- Exercise objective
Write out exactly the line containing "Phrase: rocky ground" along with each line that follows it in the records below, and no others.

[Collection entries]

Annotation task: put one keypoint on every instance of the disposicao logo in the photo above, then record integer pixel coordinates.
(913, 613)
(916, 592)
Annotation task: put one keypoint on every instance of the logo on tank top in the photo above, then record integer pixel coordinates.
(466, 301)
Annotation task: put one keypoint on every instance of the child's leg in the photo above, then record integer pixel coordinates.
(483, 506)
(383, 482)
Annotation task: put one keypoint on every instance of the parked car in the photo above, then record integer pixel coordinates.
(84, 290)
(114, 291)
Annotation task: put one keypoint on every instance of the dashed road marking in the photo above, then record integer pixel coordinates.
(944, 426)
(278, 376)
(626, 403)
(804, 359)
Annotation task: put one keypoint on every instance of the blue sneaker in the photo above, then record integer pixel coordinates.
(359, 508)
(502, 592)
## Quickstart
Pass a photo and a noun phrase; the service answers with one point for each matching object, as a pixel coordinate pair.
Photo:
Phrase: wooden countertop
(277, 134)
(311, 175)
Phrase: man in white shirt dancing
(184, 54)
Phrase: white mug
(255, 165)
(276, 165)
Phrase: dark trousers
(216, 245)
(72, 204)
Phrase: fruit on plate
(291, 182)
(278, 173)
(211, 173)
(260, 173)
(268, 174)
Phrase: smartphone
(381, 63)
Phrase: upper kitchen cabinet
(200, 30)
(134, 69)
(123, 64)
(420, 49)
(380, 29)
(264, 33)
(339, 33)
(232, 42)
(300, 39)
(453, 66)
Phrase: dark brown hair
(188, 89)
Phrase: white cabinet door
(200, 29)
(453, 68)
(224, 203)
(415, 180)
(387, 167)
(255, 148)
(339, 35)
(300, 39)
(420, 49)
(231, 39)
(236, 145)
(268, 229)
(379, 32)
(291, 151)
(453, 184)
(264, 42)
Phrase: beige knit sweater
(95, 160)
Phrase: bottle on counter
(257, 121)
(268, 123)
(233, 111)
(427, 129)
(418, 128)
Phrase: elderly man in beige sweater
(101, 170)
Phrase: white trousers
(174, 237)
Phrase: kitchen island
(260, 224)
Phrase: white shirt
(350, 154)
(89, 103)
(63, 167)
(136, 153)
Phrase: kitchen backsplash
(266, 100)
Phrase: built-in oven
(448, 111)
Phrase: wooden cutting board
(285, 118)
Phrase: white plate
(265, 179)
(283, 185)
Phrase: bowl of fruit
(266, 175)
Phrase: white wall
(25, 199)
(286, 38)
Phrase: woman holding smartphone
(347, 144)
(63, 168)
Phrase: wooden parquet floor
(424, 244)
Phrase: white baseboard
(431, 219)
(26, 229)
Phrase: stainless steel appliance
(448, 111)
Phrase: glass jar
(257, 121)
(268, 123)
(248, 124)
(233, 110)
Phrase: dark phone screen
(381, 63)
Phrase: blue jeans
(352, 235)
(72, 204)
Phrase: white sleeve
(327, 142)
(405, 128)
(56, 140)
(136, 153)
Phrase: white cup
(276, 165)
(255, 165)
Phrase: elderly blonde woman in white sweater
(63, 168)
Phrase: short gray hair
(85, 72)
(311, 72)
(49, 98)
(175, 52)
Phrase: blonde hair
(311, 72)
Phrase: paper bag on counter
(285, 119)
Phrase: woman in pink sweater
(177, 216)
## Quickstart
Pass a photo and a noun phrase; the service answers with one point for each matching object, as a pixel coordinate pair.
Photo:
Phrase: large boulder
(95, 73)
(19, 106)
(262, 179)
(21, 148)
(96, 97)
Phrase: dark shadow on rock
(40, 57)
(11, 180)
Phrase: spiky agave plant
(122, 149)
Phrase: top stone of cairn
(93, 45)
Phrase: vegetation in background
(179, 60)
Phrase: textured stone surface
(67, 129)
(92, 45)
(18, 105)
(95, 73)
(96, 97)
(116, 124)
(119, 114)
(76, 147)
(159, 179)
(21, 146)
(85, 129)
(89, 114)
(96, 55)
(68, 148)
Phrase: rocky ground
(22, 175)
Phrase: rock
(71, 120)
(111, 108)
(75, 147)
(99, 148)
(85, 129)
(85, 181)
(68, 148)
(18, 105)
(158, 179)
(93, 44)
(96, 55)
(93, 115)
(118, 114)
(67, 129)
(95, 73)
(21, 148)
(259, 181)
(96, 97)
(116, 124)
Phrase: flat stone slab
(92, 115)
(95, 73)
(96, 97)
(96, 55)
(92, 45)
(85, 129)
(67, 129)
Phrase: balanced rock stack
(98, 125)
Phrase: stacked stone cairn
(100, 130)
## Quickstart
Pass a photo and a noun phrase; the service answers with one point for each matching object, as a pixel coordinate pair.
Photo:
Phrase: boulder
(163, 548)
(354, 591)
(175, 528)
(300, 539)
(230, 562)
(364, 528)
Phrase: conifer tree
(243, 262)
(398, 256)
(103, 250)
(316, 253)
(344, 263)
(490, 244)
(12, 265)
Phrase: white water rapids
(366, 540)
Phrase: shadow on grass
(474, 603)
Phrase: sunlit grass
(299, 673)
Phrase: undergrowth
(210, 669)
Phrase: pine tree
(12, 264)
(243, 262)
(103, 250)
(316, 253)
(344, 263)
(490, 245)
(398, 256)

- Answer space
Phrase: rocky ground
(22, 175)
Phrase: rock
(71, 120)
(111, 108)
(75, 147)
(99, 148)
(85, 129)
(85, 181)
(68, 148)
(18, 105)
(158, 179)
(93, 44)
(96, 55)
(93, 115)
(118, 114)
(67, 129)
(95, 73)
(21, 148)
(259, 181)
(96, 97)
(116, 124)
Phrase: flat stone slab
(92, 115)
(95, 73)
(96, 97)
(96, 55)
(92, 45)
(85, 129)
(67, 129)
Phrase: balanced rock stack
(98, 125)
Phrase: stacked stone cairn
(100, 130)
## Quickstart
Pass a photo and a noun phrase; the service answers with one point for each matching object, as a pixel coordinate pair.
Photo:
Phrase: boulder
(163, 548)
(354, 591)
(175, 528)
(300, 539)
(230, 562)
(364, 528)
Phrase: conifer tree
(243, 262)
(398, 256)
(103, 250)
(316, 253)
(344, 263)
(490, 244)
(12, 265)
Phrase: white water rapids
(366, 540)
Phrase: shadow on grass
(474, 603)
Phrase: sunlit grass
(299, 673)
Phrase: undergrowth
(210, 669)
Phrase: pine tree
(12, 264)
(243, 262)
(103, 250)
(316, 253)
(344, 263)
(490, 245)
(398, 256)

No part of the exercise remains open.